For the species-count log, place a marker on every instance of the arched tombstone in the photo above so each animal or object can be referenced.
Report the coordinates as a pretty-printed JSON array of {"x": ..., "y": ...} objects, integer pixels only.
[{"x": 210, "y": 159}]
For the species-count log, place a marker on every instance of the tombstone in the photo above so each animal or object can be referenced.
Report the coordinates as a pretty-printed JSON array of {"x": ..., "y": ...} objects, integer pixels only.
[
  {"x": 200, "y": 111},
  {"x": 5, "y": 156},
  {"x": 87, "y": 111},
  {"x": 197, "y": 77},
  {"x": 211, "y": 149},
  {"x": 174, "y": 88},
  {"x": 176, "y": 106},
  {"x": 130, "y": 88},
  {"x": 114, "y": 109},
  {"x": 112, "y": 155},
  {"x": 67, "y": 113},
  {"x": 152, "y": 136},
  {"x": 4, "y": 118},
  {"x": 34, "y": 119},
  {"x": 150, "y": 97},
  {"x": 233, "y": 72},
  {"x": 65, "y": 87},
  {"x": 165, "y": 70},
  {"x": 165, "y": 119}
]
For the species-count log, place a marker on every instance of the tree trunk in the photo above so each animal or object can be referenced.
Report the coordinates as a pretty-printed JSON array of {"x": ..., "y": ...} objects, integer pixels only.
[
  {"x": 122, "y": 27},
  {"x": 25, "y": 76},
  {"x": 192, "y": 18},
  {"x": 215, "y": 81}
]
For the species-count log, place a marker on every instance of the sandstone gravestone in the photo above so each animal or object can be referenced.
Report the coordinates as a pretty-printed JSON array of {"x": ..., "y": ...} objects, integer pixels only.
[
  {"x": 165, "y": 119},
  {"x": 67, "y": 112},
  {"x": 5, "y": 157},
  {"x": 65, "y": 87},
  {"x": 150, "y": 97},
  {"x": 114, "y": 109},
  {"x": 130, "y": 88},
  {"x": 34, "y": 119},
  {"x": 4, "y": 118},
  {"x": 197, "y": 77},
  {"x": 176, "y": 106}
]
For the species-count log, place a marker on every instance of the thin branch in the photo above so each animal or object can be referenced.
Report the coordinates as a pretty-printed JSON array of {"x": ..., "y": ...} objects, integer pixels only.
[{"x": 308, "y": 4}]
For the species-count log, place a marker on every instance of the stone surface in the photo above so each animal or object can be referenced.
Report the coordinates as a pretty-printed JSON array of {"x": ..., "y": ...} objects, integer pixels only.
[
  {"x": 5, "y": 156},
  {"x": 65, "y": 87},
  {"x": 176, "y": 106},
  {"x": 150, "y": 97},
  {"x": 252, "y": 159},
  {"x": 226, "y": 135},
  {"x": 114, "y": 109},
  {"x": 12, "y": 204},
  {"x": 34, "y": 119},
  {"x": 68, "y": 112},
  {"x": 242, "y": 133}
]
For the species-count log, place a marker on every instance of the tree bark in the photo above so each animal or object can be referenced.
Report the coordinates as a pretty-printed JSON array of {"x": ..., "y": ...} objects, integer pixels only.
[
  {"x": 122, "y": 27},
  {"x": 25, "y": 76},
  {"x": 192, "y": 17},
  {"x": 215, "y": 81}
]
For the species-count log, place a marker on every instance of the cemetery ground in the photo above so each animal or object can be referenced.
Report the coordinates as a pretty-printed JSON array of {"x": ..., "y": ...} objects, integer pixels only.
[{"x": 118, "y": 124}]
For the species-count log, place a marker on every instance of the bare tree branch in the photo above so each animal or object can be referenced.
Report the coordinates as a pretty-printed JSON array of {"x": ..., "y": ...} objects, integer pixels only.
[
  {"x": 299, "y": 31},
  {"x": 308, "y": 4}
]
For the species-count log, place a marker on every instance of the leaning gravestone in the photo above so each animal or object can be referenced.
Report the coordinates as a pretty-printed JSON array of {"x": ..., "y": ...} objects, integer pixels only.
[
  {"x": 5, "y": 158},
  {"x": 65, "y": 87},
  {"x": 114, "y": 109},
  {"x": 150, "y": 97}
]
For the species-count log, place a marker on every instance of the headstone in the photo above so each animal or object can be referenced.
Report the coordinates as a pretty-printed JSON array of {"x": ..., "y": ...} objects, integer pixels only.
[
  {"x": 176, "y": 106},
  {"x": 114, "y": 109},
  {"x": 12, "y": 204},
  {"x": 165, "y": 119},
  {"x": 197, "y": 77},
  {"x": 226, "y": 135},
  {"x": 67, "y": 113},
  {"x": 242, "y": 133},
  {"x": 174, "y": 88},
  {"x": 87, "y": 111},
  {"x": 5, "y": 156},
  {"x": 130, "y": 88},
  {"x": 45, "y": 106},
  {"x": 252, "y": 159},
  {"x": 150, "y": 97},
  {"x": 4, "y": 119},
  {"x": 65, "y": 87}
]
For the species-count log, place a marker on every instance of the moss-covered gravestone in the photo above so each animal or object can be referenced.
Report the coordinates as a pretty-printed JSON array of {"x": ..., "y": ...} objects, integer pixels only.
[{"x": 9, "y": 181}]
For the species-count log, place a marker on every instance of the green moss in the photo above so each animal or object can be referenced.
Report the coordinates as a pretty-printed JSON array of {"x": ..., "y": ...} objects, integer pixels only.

## To do
In the data above, retype exactly and only the lines between the one holding "of the cemetery" and the one holding "of the bare", inclusive.

## Exercise answer
For the species-count log, place a marker on every instance of the cemetery ground in the photo above so each animal or object can be referenced.
Report the coordinates as a pretty-printed JSON array of {"x": ..., "y": ...} objects, integer pixels only.
[{"x": 118, "y": 124}]
For the species-count log, place a marker on every instance of the bare tree branch in the photo above so each animal or object can be referenced.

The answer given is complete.